From the line containing "Exercise. Identify the woman's arm" to the end of the entries, return every line exactly, both ends included, and add nothing.

(Records from a dataset)

* * * *

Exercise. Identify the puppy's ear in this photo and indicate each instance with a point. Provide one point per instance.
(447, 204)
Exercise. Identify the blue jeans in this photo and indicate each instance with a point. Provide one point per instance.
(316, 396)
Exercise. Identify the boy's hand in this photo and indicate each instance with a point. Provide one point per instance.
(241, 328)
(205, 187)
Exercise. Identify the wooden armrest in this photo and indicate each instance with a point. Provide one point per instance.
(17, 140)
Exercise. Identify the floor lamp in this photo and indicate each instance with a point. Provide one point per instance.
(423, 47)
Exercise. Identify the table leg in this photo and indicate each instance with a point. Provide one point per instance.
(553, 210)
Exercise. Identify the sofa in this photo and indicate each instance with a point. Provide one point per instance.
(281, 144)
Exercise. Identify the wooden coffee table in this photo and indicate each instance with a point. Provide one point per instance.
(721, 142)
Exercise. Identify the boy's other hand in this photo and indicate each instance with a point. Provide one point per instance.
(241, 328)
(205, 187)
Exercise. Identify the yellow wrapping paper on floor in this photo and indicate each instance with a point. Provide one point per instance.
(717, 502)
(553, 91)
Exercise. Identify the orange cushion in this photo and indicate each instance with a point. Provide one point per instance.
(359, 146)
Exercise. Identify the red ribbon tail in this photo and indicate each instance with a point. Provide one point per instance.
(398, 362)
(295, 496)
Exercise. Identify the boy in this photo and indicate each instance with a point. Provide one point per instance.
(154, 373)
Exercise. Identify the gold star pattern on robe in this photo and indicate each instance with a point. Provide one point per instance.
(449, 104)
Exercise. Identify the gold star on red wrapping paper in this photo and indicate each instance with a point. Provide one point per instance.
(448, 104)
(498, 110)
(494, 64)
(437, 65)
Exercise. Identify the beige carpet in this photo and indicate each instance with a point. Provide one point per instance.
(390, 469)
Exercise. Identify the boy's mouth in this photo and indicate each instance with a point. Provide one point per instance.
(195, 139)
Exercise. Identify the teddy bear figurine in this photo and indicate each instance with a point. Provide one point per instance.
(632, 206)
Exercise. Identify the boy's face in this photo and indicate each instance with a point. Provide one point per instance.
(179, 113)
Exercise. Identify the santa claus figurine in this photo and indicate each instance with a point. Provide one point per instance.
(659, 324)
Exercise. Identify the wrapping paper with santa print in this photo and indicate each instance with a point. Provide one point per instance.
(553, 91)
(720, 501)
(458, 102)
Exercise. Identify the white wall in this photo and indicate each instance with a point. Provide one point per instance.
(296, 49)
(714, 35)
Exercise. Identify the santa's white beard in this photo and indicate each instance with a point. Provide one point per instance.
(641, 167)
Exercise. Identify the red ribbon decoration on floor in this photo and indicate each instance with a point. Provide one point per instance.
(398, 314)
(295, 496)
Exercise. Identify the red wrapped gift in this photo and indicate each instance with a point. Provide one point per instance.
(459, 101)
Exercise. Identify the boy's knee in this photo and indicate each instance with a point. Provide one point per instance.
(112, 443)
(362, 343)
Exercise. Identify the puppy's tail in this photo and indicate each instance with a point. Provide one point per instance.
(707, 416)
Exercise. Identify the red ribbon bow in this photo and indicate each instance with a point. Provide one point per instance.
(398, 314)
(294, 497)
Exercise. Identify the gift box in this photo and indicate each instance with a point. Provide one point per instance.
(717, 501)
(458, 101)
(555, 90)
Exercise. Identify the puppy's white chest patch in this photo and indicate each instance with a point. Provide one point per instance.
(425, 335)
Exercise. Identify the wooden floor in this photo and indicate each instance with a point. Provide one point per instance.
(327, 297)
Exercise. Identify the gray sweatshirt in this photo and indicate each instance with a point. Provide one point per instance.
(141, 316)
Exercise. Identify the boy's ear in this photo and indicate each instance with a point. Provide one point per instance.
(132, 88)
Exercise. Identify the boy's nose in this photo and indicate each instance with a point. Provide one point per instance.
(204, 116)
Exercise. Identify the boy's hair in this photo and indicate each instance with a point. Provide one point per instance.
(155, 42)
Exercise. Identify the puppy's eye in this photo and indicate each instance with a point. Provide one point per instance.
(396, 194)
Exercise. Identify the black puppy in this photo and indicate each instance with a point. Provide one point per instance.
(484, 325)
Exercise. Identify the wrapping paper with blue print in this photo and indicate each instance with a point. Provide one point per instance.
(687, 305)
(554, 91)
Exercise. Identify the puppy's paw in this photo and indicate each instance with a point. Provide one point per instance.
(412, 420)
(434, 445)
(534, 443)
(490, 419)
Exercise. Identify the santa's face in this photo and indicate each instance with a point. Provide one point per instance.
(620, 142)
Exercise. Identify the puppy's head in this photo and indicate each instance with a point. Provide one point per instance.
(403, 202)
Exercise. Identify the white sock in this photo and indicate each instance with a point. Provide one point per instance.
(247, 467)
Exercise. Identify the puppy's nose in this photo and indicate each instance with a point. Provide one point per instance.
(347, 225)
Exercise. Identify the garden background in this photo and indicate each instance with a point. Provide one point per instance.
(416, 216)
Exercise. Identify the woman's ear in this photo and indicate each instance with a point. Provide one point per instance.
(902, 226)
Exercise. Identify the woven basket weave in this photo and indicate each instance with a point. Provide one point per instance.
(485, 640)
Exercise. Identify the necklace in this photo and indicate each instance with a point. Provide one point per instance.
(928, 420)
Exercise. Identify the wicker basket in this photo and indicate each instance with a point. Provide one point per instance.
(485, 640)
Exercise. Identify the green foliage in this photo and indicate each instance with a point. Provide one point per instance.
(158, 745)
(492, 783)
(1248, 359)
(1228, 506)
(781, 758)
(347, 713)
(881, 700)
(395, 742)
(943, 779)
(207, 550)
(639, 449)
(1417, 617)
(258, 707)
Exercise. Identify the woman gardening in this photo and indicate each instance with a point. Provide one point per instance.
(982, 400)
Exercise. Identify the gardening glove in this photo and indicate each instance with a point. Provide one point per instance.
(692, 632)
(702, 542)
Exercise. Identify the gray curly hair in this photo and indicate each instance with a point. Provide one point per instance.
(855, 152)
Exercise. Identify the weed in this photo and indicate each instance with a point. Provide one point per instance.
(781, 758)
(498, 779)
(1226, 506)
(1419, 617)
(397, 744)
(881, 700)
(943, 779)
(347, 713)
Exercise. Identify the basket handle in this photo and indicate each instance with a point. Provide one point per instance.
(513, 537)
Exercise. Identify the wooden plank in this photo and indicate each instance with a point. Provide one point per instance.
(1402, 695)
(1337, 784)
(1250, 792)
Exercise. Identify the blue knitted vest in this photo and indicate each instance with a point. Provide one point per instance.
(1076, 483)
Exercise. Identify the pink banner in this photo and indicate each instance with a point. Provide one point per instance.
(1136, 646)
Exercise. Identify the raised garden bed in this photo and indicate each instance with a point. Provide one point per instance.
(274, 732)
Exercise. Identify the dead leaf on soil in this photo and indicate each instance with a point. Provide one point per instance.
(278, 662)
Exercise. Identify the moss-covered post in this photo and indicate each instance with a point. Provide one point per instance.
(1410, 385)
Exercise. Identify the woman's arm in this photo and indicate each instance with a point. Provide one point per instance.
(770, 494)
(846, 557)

* * * *

• REPLY TO THE EXERCISE:
Exercise. Identify the woman's arm in this photo and indicate each instance with a point. Provide one point per instance.
(770, 494)
(846, 557)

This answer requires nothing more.